# Hello to a great forum!



## bels10 (Sep 28, 2010)

Hi my name is Belinda and I'm not a breeder as yet, but I'm very very keen! 
It all started about 6 months ago when my 8 year old son fell in love with and begged me to buy him a pet mouse on a day out shopping. Being a past rat lover I couldn't resist and bought a basic cage along with his favorite mouse and another that I couldn't resist (both girls). 3 weeks down the track my son had lost interest (ergh typical) :roll: but they became my obsession. A week ago I decided to go all out and bought 2 new critter trail cages and loads of tubes and accessories for them to play with... then I thought it looked kind of sparse for 2 mice and decided to get 2 more. I visited my local pet shop and bought 2 female mice..trouble is the pet shop had boys and girls of all ages in one cage (rather irresponsible if you ask me...but they do sell reptiles as well, who am I to judge?). I had previously researched that new introduced mice might fight with established pets so I picked out older looking females from the cage so they would hopefully get on. As I was handing over the money the shop attendant mentioned that they may be pregnant and if they have babies they would gladly take them in exchange for free feed. At first I freaked out but I took them home anyway and researched as much as I could on breeding mice..which brings me here! Anyway the more I researched, the more I want to breed fancys (on a small scale) because I love my mice and would love to offer other people my mice that have been handled often from a young age (yes I am aware of the first week). Trouble is there are 2 listings that I can find where I live in Western Australia that breed fancy mice, and both seem to not be breeding at the moment. I may just start with my standards and hope they don't end up as food :?

▶ Directions for this task: In the forum post, what did the shop attendant offer in exchange for any babies the mice might have? The rows that come next are taken from a separate source, not from the forum post.

▶ Excerpted records:
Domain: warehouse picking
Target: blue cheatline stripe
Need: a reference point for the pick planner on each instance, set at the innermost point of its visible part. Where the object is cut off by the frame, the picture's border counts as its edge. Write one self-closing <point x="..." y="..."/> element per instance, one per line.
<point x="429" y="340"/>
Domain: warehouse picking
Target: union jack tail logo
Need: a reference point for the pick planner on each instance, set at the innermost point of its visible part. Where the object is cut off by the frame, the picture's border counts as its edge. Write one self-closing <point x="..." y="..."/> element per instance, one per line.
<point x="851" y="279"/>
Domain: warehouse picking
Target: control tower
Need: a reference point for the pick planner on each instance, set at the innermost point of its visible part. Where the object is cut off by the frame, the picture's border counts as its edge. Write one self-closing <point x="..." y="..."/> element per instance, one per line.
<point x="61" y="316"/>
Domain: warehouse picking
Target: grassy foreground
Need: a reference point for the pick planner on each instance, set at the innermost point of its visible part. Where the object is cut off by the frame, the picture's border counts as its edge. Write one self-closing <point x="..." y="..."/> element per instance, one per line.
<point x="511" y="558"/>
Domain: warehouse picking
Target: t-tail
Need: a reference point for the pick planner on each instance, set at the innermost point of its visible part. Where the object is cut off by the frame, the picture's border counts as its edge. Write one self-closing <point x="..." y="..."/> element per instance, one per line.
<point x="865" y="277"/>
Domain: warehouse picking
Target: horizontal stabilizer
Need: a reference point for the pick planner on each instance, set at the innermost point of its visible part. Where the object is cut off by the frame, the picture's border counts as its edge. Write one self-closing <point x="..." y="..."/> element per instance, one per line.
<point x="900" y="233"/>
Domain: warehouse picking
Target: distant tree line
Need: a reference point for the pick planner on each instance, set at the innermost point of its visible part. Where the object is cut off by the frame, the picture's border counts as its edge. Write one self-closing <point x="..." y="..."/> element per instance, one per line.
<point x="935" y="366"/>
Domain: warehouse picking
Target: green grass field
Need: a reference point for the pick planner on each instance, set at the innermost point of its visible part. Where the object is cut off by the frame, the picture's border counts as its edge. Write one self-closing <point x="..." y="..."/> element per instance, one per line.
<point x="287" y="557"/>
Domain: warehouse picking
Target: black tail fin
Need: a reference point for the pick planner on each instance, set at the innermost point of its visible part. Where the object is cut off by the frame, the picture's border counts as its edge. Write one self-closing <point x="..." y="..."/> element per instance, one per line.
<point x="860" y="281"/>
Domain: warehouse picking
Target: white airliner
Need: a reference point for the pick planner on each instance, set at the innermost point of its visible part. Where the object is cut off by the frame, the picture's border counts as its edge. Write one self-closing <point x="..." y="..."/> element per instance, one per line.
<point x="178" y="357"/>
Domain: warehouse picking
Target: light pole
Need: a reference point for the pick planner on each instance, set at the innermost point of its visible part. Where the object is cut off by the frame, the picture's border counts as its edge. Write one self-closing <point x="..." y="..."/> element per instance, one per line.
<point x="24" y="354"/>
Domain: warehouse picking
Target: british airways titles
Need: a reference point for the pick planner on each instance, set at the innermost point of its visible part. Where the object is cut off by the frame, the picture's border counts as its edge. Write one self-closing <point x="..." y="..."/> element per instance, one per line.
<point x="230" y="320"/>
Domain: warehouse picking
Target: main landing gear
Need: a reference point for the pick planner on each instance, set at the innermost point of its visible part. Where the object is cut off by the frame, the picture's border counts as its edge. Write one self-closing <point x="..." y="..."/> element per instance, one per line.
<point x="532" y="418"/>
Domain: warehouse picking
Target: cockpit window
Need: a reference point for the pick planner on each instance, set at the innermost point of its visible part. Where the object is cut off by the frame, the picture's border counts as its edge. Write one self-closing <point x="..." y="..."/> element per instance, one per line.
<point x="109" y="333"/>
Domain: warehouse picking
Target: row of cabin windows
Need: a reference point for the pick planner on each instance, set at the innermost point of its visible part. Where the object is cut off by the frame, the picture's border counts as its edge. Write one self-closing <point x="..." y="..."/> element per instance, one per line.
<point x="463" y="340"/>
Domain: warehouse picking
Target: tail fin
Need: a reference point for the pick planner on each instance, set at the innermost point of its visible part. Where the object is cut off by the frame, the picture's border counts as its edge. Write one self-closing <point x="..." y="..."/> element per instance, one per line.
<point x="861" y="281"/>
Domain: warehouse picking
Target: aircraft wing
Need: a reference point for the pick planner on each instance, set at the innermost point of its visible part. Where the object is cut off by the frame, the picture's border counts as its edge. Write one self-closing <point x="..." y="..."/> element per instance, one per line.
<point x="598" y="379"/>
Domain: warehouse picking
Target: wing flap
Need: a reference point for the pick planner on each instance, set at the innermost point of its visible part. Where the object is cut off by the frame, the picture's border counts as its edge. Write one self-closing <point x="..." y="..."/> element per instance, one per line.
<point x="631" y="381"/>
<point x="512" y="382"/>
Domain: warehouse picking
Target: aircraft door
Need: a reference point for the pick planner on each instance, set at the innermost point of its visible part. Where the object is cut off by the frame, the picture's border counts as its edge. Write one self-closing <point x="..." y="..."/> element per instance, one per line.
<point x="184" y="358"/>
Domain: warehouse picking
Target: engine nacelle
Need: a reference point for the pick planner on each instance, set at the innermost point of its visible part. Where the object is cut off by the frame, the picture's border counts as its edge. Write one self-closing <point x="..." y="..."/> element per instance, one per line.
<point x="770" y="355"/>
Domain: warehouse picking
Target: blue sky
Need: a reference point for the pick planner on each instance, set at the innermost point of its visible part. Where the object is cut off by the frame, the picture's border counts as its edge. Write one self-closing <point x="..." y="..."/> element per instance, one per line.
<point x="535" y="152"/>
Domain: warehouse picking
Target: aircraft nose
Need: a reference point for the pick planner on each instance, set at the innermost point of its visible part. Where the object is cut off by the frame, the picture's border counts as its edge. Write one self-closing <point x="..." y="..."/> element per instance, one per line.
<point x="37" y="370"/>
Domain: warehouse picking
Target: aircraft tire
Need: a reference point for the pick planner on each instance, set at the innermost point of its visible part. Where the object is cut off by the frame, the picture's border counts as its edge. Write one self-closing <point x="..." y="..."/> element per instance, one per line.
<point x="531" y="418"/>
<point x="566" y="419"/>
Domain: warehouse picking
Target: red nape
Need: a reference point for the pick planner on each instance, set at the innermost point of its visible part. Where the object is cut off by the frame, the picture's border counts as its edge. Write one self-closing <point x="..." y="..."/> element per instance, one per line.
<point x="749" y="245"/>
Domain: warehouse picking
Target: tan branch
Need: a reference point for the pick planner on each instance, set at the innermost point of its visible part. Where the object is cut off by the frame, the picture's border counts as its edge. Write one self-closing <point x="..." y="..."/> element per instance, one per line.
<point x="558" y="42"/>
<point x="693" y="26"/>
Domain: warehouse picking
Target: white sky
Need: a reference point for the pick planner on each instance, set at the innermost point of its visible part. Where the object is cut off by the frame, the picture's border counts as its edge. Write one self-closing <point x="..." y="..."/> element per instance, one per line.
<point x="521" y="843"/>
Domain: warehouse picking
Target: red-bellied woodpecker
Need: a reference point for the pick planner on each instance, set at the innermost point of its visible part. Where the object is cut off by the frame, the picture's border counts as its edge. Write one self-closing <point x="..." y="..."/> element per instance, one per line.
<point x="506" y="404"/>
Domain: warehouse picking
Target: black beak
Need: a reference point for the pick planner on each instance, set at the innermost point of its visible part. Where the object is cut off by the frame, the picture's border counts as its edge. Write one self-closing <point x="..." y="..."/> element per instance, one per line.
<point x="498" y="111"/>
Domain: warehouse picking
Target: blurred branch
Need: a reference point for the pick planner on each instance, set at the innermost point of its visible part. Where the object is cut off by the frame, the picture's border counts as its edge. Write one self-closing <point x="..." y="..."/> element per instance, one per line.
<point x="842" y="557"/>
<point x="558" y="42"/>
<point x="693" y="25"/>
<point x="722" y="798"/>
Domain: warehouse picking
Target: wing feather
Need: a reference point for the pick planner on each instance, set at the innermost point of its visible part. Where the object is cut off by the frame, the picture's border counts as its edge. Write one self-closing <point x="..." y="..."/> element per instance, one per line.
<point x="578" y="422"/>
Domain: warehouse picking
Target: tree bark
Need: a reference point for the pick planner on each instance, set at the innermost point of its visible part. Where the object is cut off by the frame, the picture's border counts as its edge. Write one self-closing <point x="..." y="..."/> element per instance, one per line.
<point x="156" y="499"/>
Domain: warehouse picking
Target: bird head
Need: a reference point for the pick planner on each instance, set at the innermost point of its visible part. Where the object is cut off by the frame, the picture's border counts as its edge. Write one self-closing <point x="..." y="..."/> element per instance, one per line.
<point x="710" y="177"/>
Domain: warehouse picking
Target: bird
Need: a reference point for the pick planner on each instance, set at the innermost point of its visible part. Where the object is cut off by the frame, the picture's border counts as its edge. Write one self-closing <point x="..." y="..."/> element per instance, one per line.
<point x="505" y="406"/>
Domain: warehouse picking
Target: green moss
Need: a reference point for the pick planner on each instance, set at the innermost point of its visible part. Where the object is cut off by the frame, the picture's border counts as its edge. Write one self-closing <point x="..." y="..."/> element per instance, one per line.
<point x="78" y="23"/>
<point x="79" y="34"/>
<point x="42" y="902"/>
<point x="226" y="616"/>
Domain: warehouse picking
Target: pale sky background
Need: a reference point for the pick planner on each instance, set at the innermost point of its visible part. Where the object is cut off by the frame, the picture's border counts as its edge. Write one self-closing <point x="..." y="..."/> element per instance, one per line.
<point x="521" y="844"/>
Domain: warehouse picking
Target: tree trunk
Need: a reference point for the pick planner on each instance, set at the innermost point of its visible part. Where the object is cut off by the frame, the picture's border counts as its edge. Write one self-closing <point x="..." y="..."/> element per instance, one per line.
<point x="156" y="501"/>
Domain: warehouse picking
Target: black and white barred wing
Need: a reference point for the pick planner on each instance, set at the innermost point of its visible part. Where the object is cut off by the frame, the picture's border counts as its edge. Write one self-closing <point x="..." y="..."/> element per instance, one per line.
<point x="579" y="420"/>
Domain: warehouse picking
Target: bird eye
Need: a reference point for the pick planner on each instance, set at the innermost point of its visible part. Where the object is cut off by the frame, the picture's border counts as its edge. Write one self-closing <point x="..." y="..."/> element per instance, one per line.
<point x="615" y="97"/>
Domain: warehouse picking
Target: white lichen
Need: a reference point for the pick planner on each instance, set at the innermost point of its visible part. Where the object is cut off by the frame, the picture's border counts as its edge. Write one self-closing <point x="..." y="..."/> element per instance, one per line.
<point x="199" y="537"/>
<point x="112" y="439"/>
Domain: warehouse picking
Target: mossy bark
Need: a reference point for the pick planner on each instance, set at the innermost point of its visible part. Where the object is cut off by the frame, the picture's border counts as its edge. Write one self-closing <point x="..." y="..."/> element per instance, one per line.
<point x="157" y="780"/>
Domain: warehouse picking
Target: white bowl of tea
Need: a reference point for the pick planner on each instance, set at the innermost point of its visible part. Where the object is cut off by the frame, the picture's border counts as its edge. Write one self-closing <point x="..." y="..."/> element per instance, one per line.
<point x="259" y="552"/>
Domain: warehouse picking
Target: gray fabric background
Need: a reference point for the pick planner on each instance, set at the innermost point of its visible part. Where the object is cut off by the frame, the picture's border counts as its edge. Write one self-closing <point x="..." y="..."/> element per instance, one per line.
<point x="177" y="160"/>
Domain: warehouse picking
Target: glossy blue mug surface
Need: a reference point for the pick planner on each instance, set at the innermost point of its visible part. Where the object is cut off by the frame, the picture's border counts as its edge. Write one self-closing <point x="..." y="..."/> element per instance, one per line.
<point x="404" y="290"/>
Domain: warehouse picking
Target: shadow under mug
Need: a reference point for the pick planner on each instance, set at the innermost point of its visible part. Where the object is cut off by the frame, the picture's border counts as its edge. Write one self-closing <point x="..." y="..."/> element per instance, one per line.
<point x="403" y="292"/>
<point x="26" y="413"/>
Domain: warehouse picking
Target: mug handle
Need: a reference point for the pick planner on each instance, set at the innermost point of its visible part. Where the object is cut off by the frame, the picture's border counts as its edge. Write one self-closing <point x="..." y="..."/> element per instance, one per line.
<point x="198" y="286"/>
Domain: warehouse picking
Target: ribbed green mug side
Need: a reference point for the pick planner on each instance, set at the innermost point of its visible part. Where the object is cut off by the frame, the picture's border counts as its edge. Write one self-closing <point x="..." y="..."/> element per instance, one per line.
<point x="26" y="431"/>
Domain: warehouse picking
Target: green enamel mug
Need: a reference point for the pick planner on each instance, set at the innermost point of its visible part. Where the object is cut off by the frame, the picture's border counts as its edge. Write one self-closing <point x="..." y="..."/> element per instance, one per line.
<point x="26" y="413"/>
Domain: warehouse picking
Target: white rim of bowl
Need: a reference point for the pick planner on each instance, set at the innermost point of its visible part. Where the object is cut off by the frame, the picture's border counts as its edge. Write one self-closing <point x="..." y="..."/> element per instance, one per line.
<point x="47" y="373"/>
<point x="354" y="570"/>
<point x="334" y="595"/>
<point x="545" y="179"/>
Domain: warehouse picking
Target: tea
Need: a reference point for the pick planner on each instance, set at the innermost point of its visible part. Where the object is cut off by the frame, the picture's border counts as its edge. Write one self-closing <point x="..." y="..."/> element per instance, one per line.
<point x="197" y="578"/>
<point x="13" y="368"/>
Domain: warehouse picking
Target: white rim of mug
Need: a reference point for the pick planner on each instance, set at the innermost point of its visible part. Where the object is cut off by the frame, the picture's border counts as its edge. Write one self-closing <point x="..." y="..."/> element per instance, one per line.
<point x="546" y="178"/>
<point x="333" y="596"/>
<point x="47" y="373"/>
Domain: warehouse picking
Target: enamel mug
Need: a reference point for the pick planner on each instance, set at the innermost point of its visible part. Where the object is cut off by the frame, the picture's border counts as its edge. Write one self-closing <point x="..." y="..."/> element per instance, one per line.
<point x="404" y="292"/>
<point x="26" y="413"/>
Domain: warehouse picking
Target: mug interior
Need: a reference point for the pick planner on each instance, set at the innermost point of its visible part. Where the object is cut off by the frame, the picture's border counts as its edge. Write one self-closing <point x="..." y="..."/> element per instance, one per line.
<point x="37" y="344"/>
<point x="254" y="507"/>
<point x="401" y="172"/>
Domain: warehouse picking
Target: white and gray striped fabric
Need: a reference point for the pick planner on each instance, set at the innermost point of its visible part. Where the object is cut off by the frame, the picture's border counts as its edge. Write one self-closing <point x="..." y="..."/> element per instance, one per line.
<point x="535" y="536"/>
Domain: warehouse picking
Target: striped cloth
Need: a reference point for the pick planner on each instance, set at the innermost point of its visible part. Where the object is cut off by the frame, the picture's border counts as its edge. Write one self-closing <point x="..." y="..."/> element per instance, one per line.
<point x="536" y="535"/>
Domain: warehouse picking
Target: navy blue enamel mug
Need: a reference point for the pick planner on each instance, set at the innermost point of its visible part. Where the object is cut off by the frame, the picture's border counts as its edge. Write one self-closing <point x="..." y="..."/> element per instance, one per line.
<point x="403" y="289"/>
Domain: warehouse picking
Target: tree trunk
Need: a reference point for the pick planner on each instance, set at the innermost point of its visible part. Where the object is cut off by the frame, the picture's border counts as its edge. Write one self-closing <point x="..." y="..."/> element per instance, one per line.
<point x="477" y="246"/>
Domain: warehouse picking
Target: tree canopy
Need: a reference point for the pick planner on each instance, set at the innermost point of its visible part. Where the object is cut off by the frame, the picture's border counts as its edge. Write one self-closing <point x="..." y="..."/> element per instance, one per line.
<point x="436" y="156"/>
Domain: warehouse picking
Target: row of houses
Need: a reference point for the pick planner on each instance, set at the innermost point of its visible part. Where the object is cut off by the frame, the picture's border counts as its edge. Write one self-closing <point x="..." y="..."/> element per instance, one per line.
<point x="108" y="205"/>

▶ Complete output: Free feed.